[TO DO]:
Print every entry, word for word, and skip the images.

☆ ☆ ☆

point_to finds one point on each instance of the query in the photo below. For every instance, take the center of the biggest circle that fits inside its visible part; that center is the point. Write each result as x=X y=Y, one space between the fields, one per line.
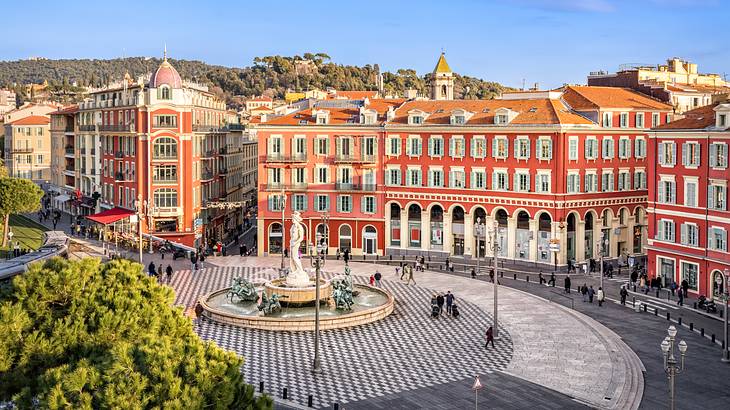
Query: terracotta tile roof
x=594 y=98
x=531 y=112
x=336 y=115
x=32 y=120
x=699 y=118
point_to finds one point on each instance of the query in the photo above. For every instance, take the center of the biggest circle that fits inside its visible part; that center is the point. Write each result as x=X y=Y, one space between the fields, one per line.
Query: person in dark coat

☆ ☆ ☆

[EXERCISE RESPONSE]:
point_to finds one point on each instance of the query in the photo below. For every instance, take the center of the biggest circle that fits inside its visible part; that center is the point. Write each result as x=X y=Y, one space between the fields, one per line.
Query: terracotta tile roof
x=594 y=98
x=531 y=112
x=336 y=115
x=32 y=120
x=699 y=118
point_to finds one point on each instance of the query in the photo above. For every instance, take the center of the biggest circle that fits inside its visible part; that center is the point. Write each result as x=X y=Y, one space between the fields, one per line.
Query: person in dark coat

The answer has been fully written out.